(Data extracted from a collection)
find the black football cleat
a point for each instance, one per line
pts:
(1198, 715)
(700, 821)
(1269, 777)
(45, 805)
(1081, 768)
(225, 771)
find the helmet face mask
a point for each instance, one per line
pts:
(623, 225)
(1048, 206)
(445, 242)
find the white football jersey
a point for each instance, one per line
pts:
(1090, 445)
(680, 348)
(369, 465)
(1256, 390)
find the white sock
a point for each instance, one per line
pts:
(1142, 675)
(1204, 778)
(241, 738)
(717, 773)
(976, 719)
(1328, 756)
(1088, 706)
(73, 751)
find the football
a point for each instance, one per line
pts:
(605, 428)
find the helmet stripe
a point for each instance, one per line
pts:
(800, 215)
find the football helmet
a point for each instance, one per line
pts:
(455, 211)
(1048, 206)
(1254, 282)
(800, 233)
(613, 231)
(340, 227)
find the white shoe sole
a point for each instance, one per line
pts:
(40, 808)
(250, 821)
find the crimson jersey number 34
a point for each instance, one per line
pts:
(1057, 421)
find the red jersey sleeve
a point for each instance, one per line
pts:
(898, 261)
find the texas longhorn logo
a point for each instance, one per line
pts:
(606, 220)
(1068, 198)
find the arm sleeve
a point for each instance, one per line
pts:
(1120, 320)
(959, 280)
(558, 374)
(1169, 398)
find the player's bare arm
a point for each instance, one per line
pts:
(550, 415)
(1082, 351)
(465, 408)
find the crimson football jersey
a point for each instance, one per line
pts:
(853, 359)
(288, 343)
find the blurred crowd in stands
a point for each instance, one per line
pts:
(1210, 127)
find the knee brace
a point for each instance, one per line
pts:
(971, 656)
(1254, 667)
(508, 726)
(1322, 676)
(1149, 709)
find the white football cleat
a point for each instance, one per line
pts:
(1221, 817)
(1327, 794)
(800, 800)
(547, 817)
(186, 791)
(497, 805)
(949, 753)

==

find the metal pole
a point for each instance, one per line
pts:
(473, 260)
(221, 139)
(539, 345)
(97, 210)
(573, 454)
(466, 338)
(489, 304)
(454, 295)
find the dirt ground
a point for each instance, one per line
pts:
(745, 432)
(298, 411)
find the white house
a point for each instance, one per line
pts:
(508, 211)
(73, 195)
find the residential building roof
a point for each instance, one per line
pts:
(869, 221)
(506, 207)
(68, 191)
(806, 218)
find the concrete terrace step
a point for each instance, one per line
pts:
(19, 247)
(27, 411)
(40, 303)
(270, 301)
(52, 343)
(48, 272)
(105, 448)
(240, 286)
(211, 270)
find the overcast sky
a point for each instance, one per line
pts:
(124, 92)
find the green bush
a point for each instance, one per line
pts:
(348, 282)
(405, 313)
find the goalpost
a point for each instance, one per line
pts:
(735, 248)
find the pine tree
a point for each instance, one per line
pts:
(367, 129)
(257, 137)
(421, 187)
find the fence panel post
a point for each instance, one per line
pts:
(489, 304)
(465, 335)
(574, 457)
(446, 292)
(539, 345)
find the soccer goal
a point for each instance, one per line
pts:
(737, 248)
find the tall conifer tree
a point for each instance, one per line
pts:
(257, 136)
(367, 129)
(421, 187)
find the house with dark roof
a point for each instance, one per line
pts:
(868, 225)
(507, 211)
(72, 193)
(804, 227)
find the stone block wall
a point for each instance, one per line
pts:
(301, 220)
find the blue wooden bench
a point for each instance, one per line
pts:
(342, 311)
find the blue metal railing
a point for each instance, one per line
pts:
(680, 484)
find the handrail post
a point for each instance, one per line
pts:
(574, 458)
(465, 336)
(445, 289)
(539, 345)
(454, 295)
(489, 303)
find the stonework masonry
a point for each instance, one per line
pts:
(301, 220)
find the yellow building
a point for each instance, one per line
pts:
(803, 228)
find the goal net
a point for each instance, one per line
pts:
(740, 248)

YOUR INSTRUCTIONS> In the entries above, find the line with "find the white house" and the line with "find the goal net", then set down exactly those two and every line between them, nothing else.

RESPONSE>
find the white house
a point for each instance, one per line
pts:
(508, 211)
(73, 195)
find the residential building roof
a point for each instance, one per line
pts:
(869, 221)
(506, 207)
(68, 191)
(806, 218)
find the concrete terrace step
a point for each instance, one per line
pts:
(19, 247)
(27, 411)
(40, 303)
(270, 301)
(52, 343)
(48, 272)
(105, 448)
(240, 286)
(211, 270)
find the overcast sky
a point for each instance, one per line
pts:
(124, 92)
find the green bush
a point for each instance, one per line
pts:
(348, 282)
(405, 313)
find the goalpost
a point for each instance, one per line
pts:
(735, 248)
find the pine tree
a point for each instance, one per line
pts:
(367, 129)
(257, 137)
(421, 187)
find the fence panel post
a point for each instance, one per line
pts:
(489, 304)
(465, 335)
(574, 457)
(446, 292)
(539, 345)
find the soccer goal
a point for each instance, one per line
pts:
(737, 248)
find the tall conifer tree
a point for each instance, one per line
pts:
(257, 136)
(367, 129)
(421, 187)
find the house with dark roof
a point for each instance, one per line
pts:
(868, 225)
(507, 211)
(72, 193)
(804, 227)
find the stone block wall
a point for each instance, one per line
pts:
(301, 220)
find the blue wooden bench
a point for each instance, one per line
pts:
(342, 311)
find the blue metal railing
a point for each instance, one per line
pts:
(680, 484)
find the handrail post
a point for each instance, one per line
pts:
(574, 458)
(465, 336)
(445, 289)
(539, 345)
(454, 295)
(489, 303)
find the stonework masonry
a point for each instance, one per line
pts:
(301, 220)
find the yellow building
a point for each instance, one per line
pts:
(803, 228)
find the goal net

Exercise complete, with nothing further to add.